__PROBLEM DESCRIPTION__.
The whole listing, from first line to last: copy it exactly.

··· RECORDS SUPPLIED

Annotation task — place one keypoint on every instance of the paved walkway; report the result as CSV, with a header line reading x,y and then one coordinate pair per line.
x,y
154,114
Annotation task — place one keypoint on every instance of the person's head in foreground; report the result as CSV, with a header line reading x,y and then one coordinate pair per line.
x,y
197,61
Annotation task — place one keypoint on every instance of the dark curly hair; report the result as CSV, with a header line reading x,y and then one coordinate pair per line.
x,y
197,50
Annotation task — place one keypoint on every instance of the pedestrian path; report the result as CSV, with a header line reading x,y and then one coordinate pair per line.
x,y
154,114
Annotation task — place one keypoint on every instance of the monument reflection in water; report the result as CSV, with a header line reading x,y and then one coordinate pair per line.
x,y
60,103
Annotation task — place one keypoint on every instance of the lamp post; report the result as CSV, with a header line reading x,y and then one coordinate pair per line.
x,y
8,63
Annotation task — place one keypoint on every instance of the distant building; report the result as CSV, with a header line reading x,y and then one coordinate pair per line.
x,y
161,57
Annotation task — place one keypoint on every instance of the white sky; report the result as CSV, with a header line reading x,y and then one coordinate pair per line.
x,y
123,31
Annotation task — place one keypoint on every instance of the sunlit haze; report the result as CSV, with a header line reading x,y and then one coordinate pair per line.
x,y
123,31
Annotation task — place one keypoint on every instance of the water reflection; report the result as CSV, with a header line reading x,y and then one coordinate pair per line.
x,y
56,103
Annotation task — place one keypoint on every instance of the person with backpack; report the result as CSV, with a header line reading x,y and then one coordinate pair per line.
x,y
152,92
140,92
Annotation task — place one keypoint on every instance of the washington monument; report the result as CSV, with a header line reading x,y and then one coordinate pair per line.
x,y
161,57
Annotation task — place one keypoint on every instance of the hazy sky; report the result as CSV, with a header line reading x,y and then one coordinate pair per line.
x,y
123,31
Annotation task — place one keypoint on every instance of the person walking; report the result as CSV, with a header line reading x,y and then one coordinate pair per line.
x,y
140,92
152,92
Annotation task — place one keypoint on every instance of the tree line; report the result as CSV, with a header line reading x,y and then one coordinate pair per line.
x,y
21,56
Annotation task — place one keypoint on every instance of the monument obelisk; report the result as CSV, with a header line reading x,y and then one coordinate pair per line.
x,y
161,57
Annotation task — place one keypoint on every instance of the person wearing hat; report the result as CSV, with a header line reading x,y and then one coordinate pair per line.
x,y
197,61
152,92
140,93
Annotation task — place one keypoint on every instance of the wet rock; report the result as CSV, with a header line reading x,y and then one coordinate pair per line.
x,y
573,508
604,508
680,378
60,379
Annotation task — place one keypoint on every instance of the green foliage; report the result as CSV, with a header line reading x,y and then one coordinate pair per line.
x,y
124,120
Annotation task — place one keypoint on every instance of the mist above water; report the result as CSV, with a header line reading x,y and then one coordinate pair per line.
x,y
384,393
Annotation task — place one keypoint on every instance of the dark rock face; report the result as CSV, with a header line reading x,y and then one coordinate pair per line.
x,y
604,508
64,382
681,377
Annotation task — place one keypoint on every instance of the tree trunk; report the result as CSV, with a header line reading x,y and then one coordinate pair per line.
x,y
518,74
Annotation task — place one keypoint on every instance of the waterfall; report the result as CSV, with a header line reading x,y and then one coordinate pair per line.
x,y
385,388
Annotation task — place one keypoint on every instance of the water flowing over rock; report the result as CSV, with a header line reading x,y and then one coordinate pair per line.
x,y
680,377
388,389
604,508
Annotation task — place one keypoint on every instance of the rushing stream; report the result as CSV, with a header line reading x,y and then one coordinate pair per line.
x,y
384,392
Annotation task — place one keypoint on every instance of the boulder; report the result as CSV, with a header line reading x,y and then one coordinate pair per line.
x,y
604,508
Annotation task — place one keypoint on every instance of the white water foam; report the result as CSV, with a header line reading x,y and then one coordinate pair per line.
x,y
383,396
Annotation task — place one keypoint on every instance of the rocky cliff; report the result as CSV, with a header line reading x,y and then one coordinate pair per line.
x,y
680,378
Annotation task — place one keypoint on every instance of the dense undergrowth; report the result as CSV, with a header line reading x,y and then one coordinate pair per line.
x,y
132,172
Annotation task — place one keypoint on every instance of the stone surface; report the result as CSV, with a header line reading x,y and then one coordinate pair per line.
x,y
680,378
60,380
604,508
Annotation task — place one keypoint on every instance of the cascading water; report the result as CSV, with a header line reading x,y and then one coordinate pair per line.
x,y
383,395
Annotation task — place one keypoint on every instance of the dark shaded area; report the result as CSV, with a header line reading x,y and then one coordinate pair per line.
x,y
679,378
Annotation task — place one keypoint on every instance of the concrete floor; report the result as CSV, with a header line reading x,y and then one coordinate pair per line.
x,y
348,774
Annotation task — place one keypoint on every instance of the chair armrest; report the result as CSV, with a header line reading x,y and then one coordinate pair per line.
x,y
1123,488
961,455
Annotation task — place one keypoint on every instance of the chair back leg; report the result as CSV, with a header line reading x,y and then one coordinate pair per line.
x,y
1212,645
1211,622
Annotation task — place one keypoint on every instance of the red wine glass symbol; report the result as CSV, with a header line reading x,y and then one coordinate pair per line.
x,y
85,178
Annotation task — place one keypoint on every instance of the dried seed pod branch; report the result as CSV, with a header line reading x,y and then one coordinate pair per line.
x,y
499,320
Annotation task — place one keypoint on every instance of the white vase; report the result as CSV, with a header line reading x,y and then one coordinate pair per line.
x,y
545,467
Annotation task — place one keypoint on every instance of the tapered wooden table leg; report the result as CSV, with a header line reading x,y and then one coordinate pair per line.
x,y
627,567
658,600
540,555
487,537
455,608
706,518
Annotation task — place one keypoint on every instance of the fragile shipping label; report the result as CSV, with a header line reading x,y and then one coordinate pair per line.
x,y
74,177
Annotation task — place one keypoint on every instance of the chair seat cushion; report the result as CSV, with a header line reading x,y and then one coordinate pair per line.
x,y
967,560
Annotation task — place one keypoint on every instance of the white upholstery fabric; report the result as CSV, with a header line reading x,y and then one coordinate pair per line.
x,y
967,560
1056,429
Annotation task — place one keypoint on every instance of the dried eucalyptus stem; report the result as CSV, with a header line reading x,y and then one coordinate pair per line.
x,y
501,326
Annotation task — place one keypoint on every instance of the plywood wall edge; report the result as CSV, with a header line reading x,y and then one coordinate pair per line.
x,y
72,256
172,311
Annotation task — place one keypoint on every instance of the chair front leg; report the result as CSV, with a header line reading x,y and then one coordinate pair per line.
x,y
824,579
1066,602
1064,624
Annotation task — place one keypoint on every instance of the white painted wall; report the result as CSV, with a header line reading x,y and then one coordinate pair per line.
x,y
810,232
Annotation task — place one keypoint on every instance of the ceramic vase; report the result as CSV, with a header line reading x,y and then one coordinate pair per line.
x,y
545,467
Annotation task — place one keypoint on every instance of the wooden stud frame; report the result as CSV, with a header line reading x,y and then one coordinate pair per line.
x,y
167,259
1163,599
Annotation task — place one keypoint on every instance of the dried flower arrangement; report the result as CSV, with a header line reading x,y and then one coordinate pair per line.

······

__OUTPUT__.
Annotation task — place one keypoint on every instance of the paved walkway; report the result as CSV, with a header line reading x,y and then one coordinate pair per line.
x,y
154,114
Annotation task — place one keypoint on every instance of the person's head in foreground; report the result as CSV, with a header line reading x,y and then one coordinate pair per line.
x,y
197,61
Annotation task — place one keypoint on every instance of the dark curly hair; report the result as CSV, with a header line reading x,y and then one coordinate pair per line.
x,y
197,50
Annotation task — place one keypoint on every instance of the pedestrian path; report the result as CSV, with a header line reading x,y and then one coordinate pair per line.
x,y
154,114
Annotation task — place one keypoint on every instance of the monument reflection in water; report the result as CSV, with a header line reading x,y and then one coordinate pair per line.
x,y
60,103
Annotation task — place one keypoint on every instance of the lamp post; report the result as CSV, with a header line reading x,y and then one coordinate pair per line.
x,y
8,63
Annotation task — place one keypoint on every instance of the distant building; report the result as CSV, with a header line reading x,y and then one coordinate pair per line.
x,y
161,57
Annotation task — place one keypoint on every instance of the white sky; report the result as CSV, with a header line reading x,y and then one coordinate pair per line.
x,y
123,31
Annotation task — place one keypoint on every instance of the sunlit haze; report the result as CSV, with a header line reading x,y and then one coordinate pair per line.
x,y
123,31
Annotation task — place one keypoint on every instance of the water reflection; report the result as CSV, with a header line reading x,y and then one coordinate pair per line.
x,y
56,103
Annotation task — place one keypoint on every instance of the person with backpack; report the result as CSV, with a header line reading x,y and then one coordinate pair per line.
x,y
152,92
140,92
Annotation task — place one keypoint on every instance of the washington monument; report the result as CSV, with a header line reading x,y and then one coordinate pair per line.
x,y
161,57
Annotation task — place one keypoint on every instance of the hazy sky; report the result as CSV, with a header line reading x,y and then one coordinate pair per line.
x,y
123,31
Annotation task — place one keypoint on every instance of the person walking; report the result as CSV, with a header line reading x,y and then one coordinate pair per line.
x,y
140,92
152,92
Annotation task — place one keypoint on every instance of the tree line; report the result as CSV, with a header line reading x,y and then one coordinate pair per line.
x,y
21,56
Annotation task — place one keypoint on every instance of the monument obelisk; report the result as CSV, with a header line reading x,y and then one coordinate pair per line.
x,y
161,57
Annotation task — place one keypoint on every instance of the person wearing hat; report the result as CSV, with a header line reading x,y and then one coordinate pair per line.
x,y
197,61
152,92
140,93
Annotation task — place one keypoint on every instance of the wet rock; report the result as CSV, with a header line reading x,y and then one coordinate pair per line.
x,y
573,508
604,508
680,378
60,379
Annotation task — place one keypoint on every instance of the green foliage; report the result as CSV, with a header line reading x,y and then one coordinate pair per line.
x,y
124,120
Annotation task — place one keypoint on every instance of the mist above water; report the result as CSV, with a header line reading x,y and then one coordinate pair per line.
x,y
384,393
Annotation task — place one keypoint on every instance of the dark rock face; report the result as CSV, with a header line reading x,y and then one coordinate pair per line.
x,y
604,508
64,382
681,377
Annotation task — place one keypoint on every instance of the tree trunk; report the result as CSV, with a header line reading x,y and then one coordinate pair per line.
x,y
518,74
Annotation task — place one keypoint on every instance of the waterfall; report the result as CSV, with a header line reading x,y and then one coordinate pair per line.
x,y
385,388
Annotation task — place one keypoint on every instance of the water flowing over rock; report the result as CSV, with a header line reading x,y and then one coordinate pair per line.
x,y
680,377
388,389
604,508
Annotation task — place one keypoint on every instance of the rushing stream; report the result as CSV, with a header line reading x,y and then one coordinate pair per line.
x,y
384,392
Annotation task — place one keypoint on every instance of the boulder; report the result as CSV, with a header line reading x,y and then one coordinate pair per line.
x,y
604,508
Annotation task — place one keypoint on every instance of the white water foam; report the result as CSV, with a header line reading x,y and then one coordinate pair per line.
x,y
383,396
Annotation task — place one keypoint on every instance of the rocky cliff; report the result as CSV, with a header line reading x,y and then one coordinate pair per line.
x,y
680,378
Annotation task — place one keypoint on every instance of the dense undergrowth; report the result as CSV, with a header line reading x,y and then one coordinate pair per line.
x,y
132,172
Annotation task — place one keypoint on every instance of the stone surface; report the result as CSV, with a header line reading x,y and then one coordinate pair per line.
x,y
680,378
60,380
604,508
Annotation task — place one keypoint on every instance of the cascading water; report the result as CSV, with a header line reading x,y and then one coordinate pair per line.
x,y
383,395
Annotation task — place one keypoint on every instance of the dark shaded area; report the result as CSV, with a header line reading x,y and then one coordinate pair per line.
x,y
679,378
Annotation task — place one keypoint on every instance of the concrete floor; report the result as CSV, with a header line reading x,y and then one coordinate pair per line.
x,y
348,774
Annotation task — place one keypoint on every instance of the chair armrest; report the result as CSV, with a header line reading x,y and then one coordinate pair per line.
x,y
1123,488
961,455
Annotation task — place one keypoint on every instance of the chair back leg; report the result as CSV, with a header line reading x,y and then one coordinate pair per line.
x,y
1212,645
1211,622
Annotation task — place one keypoint on every instance of the red wine glass symbol; report the result as CSV, with a header line reading x,y and then one coordinate pair per line.
x,y
85,178
Annotation task — place one keypoint on every instance of the dried seed pod branch; report the result as CSV, with a header line reading x,y and then one coordinate pair per line.
x,y
499,320
Annotation task — place one keypoint on every instance of the white vase; report the result as CSV, with a header line reading x,y and then one coordinate pair per line.
x,y
545,467
Annotation task — place one keypoint on every instance of the tapered wooden table leg; report the result as CSV, with a header line reading x,y and then one coordinate pair per line.
x,y
627,567
658,600
540,555
487,537
455,608
706,518
Annotation task — place one keypoint on every instance of the fragile shipping label; report the result as CSV, with a header line reading x,y and then one coordinate pair per line.
x,y
74,177
Annotation task — place one keypoint on every instance of the chair seat cushion; report the result as CSV, with a header line reading x,y and then one coordinate pair per line.
x,y
967,560
Annotation task — place one keypoint on every instance of the white upholstery fabric; report the result as CSV, with a header line reading x,y and then one coordinate pair per line.
x,y
967,560
1056,429
Annotation task — place one keypoint on every instance of the dried eucalyptus stem; report the result as CSV, with a header line reading x,y and then one coordinate pair per line.
x,y
501,326
Annotation task — place one keypoint on every instance of the plywood wall edge; report the result as CSV, with a header line reading x,y and then one coordinate pair per line.
x,y
72,256
172,311
Annotation task — place one keypoint on every instance of the chair front leg; report the result as CSV, with a header line reading x,y and then one coordinate pair per line.
x,y
824,579
1066,602
1064,624
Annotation task — place one keypoint on every instance of the white painted wall; report the result as CSV, with a header line reading x,y and then one coordinate pair per line.
x,y
810,232
Annotation task — place one keypoint on every instance of the ceramic vase; report the result as CSV, with a header line reading x,y and then one coordinate pair per line.
x,y
545,467
Annotation task — place one keypoint on every instance of the wooden stud frame; report the result as CSV, with a header line reading x,y and then one coordinate pair per line.
x,y
167,259
1163,599
Annotation task — place one keypoint on every instance of the dried flower arrangement; report the result as CSV, with a header line reading x,y and then one coordinate pair per line.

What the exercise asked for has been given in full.